**Short problem 1:** Extract every line of the entries below that contains the string "visor", matching case exactly.

Waitaminit. 2nd demand for Caster Supremacy aside,

3rd demand for Caster Supremacy noted.

I've been a rogue player for decades (my user name is my favorite thief PC). I've NEVER liked that magic could usurp rogue skills cheaply and more effectively. I've always hated a wizard with knock and invisibility makes a chump of a rogue. DO NOT accuse me of caster-supremacy.

That said, there are certain things that should be the pervue of magic: controlling other creature's minds is one of them. Its the oldest magical effect in the book. I don't think fighter's should do it. More broadly, I don't like the idea that any character should be able to move another one (PC or NPC) without external force (shoving them, magical compulsion) or player consent.

I don't want my fighters mind-controlling the NPC orcs anymore than I want the wizard casting knock on every door he sees. There has to be a way to balance martial and magical better than "give fighters magic-like stuff".
 

Umbran

Mod Squad
Staff member
I don't want my fighters mind-controlling the NPC orcs anymore than I want the wizard casting knock on every door he sees. There has to be a way to balance martial and magical better than "give fighters magic-like stuff".

Broadly speaking, your'e talking about a game where magical stuff that goes up to Wish. Anything a martial character can do that gets anywhere near the power of Wish is going to read as magic, if your baseline for non-magic is the real world.

If your baseline for non-magic is action movies, then maybe we can talk.
 

Remathilis

Legend
Broadly speaking, your'e talking about a game where magical stuff that goes up to Wish. Anything a martial character can do that gets anywhere near the power of Wish is going to read as magic, if your baseline for non-magic is the real world.

If your baseline for non-magic is action movies, then maybe we can talk.

As I've said before, I'm actually kinda lenient. Action Surge? Sure, I'll buy it. Second Wind. Works for me. CaGI is when my disbelief gives out.
 

BryonD

Hero
All three elements of the 'perfect storm' are real. One comes from an insider, one is a matter of public record, and, obviously, no one can debate that the OGL exists or what was in the GSL.
Importantly, they correlate. They're things about the release of 4e that was /different/ from other D&D rev-rolls.

The pattern of sales: starting off strong with the core books, then tapering off, was not different, it's the way 3.5, 3.0 and 2e - and many other 2nd-and-later editions of RPGs have historically sold. It's why WotC is constantly tempted to re-boot the franchise, instead of letting it have nice long decade+ TSR-era-style runs.

**Data:**
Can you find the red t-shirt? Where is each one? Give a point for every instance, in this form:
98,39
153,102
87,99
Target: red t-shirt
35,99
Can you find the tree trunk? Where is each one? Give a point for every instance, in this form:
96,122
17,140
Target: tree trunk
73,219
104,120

---

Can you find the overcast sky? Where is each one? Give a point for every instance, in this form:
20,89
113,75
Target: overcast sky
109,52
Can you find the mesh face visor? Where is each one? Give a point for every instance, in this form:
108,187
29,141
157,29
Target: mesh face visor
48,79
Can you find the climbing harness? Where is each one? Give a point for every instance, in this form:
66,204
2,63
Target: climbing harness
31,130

**Short problem 2:** In the forum thread, which two spells does the longtime rogue player name when describing how a wizard makes a chump of a rogue?

**Full solution 1:**
Can you find the mesh face visor? Where is each one? Give a point for every instance, in this form:
Target: mesh face visor

**Full solution 2:** Knock and invisibility.